§ Task item
Set down all of the data exactly as it appears.

Natural language region descriptions
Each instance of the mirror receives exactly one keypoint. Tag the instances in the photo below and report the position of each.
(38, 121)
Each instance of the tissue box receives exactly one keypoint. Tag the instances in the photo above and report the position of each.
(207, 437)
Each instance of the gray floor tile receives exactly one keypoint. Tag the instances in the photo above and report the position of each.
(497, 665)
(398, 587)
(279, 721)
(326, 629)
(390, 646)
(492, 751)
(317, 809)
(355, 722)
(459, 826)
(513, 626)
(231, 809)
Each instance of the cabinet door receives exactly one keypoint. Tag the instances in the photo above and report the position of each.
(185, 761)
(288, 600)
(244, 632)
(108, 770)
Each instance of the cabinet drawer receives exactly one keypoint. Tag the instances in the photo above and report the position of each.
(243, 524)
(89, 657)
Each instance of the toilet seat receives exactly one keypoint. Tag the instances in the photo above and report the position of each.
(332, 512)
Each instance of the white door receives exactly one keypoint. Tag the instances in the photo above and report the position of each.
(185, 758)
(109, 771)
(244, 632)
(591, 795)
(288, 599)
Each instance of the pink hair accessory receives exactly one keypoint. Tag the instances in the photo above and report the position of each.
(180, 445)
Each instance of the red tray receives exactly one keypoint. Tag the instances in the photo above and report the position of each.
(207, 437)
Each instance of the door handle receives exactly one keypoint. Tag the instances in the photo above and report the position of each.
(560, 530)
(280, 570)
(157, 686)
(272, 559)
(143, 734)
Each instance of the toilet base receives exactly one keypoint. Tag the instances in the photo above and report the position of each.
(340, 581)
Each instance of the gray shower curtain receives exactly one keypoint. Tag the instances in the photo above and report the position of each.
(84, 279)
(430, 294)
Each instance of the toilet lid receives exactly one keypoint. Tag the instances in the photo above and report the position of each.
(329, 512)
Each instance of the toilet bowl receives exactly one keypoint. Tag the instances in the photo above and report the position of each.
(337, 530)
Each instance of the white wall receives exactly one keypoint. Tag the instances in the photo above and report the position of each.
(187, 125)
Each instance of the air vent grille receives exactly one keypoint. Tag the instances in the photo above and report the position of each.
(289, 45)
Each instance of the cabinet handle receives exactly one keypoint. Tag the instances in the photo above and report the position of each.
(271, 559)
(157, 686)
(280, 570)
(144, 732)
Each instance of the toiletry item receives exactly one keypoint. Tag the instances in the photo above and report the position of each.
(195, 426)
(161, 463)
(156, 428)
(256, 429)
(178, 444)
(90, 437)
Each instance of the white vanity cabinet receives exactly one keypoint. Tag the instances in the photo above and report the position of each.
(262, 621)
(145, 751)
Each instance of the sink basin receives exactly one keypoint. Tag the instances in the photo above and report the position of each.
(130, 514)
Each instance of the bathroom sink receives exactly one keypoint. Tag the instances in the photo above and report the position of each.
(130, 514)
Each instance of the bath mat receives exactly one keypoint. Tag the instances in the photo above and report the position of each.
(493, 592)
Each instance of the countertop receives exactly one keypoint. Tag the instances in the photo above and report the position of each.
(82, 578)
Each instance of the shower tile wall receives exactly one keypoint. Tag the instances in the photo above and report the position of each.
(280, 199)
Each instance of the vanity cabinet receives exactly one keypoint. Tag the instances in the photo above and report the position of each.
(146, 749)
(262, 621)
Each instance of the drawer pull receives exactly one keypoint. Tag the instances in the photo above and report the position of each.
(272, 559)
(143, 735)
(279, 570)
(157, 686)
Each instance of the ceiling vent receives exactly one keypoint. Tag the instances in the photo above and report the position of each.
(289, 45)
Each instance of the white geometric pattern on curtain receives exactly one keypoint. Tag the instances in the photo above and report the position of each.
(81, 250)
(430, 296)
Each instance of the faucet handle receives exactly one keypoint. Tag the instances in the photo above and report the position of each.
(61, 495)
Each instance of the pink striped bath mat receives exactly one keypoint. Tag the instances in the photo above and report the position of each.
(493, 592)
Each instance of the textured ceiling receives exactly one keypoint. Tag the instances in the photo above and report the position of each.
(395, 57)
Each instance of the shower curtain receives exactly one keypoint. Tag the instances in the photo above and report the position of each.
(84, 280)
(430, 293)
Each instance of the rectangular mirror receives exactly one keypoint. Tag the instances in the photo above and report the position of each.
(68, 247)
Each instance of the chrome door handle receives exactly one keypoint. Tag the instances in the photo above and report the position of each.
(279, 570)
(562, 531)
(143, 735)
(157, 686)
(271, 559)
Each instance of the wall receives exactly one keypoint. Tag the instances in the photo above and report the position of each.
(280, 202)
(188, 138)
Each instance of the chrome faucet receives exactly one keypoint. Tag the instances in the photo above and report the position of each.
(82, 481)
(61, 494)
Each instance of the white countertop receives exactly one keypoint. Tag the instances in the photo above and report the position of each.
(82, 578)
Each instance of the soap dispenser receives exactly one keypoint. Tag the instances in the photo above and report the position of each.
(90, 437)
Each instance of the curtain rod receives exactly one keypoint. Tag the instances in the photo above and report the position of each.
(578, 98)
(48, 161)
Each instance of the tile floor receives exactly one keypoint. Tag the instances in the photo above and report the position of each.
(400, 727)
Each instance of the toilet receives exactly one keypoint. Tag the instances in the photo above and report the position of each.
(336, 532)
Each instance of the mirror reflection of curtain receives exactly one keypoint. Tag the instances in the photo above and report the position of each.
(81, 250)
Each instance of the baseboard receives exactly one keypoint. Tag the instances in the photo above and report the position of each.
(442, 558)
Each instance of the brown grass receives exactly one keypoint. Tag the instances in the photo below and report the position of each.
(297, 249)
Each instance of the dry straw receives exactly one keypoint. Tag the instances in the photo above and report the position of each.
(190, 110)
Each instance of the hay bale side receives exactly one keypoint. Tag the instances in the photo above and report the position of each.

§ Reply
Each instance of the mirror receives exactly one keypoint. Tag the instances in the photo below and report the position of each.
(38, 121)
Each instance of the tissue box receives exactly one keypoint. Tag the instances in the photo above and report the position of each.
(207, 437)
Each instance of the gray floor tile receives exactly one keypoint. Tag the instances in the photo above and report the position of each.
(497, 665)
(398, 587)
(279, 721)
(326, 629)
(390, 646)
(492, 751)
(317, 809)
(355, 722)
(459, 826)
(513, 626)
(231, 809)
Each instance of the cabinet door receives exactly one keypoint. Tag the instances in the photo above and report the position of each.
(185, 761)
(288, 600)
(244, 632)
(108, 770)
Each instance of the cabinet drawer receives exactly one keypoint. Tag the instances in the photo above and report the position of each.
(243, 524)
(89, 657)
Each instance of the toilet seat receives exactly one keypoint. Tag the instances in the photo above and report the position of each.
(332, 512)
Each instance of the white door receives exactly one keypoint. Tag the instances in the photo above and report the position of each.
(185, 758)
(109, 771)
(244, 632)
(591, 795)
(288, 599)
Each instance of the pink hair accessory receives exactly one keypoint. Tag the instances in the photo above and report the position of each.
(180, 445)
Each instance of the red tray receives exactly one keypoint. Tag the instances in the photo above and report the position of each.
(207, 437)
Each instance of the door handle receives exactly one keypoint. Tag the instances in the photo above and report the position of each.
(560, 530)
(280, 570)
(157, 686)
(272, 559)
(143, 734)
Each instance of the toilet base receives exactly one keypoint. Tag the instances in the photo above and report the position of each.
(340, 581)
Each instance of the gray shower curtain receives exactly one keypoint. Tag the instances in the photo above and report the position of each.
(84, 279)
(430, 294)
Each instance of the toilet lid receives exactly one keypoint. Tag the instances in the photo above and report the position of each.
(329, 512)
Each instance of the toilet bowl receives exactly one keypoint. Tag the instances in the photo above and report the position of each.
(337, 530)
Each instance of the white wall receives exactly one keypoint. Tag the instances in the photo above and report the position of each.
(187, 125)
Each instance of the air vent grille receives exactly one keypoint. Tag the instances in the photo above and report the position of each.
(289, 45)
Each instance of the cabinet handle receives exactly one keypoint. Tag the instances in the photo above and report the position of each.
(271, 559)
(157, 686)
(280, 570)
(144, 732)
Each instance of the toiletry item receives exactly one keypoint. Tag the instances in the photo above and report the position of each.
(195, 426)
(161, 463)
(156, 428)
(256, 429)
(178, 444)
(90, 437)
Each instance of the white vanity cabinet receives exactly one keypoint. Tag the instances in the photo above and report the position of each.
(262, 621)
(145, 751)
Each instance of the sink basin receives exactly one keypoint. Tag the instances in the photo above and report the position of each.
(130, 514)
Each instance of the bathroom sink receives exactly one keypoint. Tag the instances in the photo above and report the position of each.
(130, 514)
Each instance of the bath mat receives exactly one keypoint. Tag the instances in the photo above and report the position of each.
(493, 592)
Each instance of the countertop receives exactly one keypoint. Tag the instances in the photo above and report the position of each.
(82, 578)
Each instance of the shower tile wall receives exactly one keypoint. Tag the instances in the photo above and report the position of each.
(280, 199)
Each instance of the vanity cabinet receives exactly one keypoint. Tag the instances in the photo above and report the position of each.
(146, 749)
(262, 621)
Each instance of the drawer pull receives exactly one keypoint. Tag the instances in the photo above and report the position of each.
(272, 559)
(143, 735)
(279, 570)
(157, 686)
Each instance of the ceiling vent receives exactly one keypoint. Tag the instances in the photo above and report the position of each.
(289, 45)
Each instance of the white geometric pattern on curtain receives exactly one keypoint. Tag the instances in the photo above and report the position of each.
(81, 250)
(430, 296)
Each instance of the faucet handle receives exactly one keypoint. Tag the instances in the photo above and report the position of each.
(61, 495)
Each instance of the pink striped bath mat receives exactly one keypoint. Tag the instances in the photo above and report the position of each.
(493, 592)
Each instance of the textured ceiling receives exactly one keypoint. Tag the instances in the photo above and report the position of each.
(395, 57)
Each instance of the shower curtain receives exactly one keypoint. Tag the instances in the photo above and report the position of each.
(84, 280)
(430, 293)
Each instance of the rectangular mirror receives exactly one keypoint. Tag the instances in the photo above and report the position of each.
(68, 247)
Each instance of the chrome door handle receives exactly one keypoint. Tag the instances in the photo above and report the position of each.
(279, 570)
(562, 531)
(143, 735)
(157, 686)
(271, 559)
Each instance of the wall receives exactly one keypoint. Tag the instances in the photo above and report the position of each.
(280, 202)
(188, 138)
Each instance of the chrome faucet receives exactly one keypoint. Tag the instances in the photo above and report the position of each.
(82, 481)
(61, 494)
Each instance of the white countertop receives exactly one keypoint. Tag the instances in the photo above and report the position of each.
(82, 578)
Each instance of the soap dispenser receives exactly one keypoint. Tag the instances in the photo above and report the position of each.
(90, 437)
Each instance of the curtain rod receives exactly one keypoint. Tag the instances in the photo above and report the position of each.
(578, 98)
(48, 161)
Each instance of the tile floor receives exactly one keypoint. Tag the instances in the photo above and report the position of each.
(400, 727)
Each instance of the toilet receives exactly one keypoint. Tag the instances in the photo above and report the position of each.
(336, 532)
Each instance of the mirror reflection of curtain receives exactly one keypoint. Tag the instances in the photo above and report the position of each.
(81, 250)
Each instance of the baseboard receives exactly one keypoint. Tag the instances in the photo above and report the position of each.
(442, 558)
Each instance of the brown grass receives exactly one keypoint. Tag the instances in the photo below and report the position of each.
(297, 249)
Each instance of the dry straw receives exactly one keypoint. Tag the instances in the photo above and report the position of each.
(190, 110)
Each instance of the hay bale side receives exactly one keypoint. Tag the instances in the photo above and report the position of each.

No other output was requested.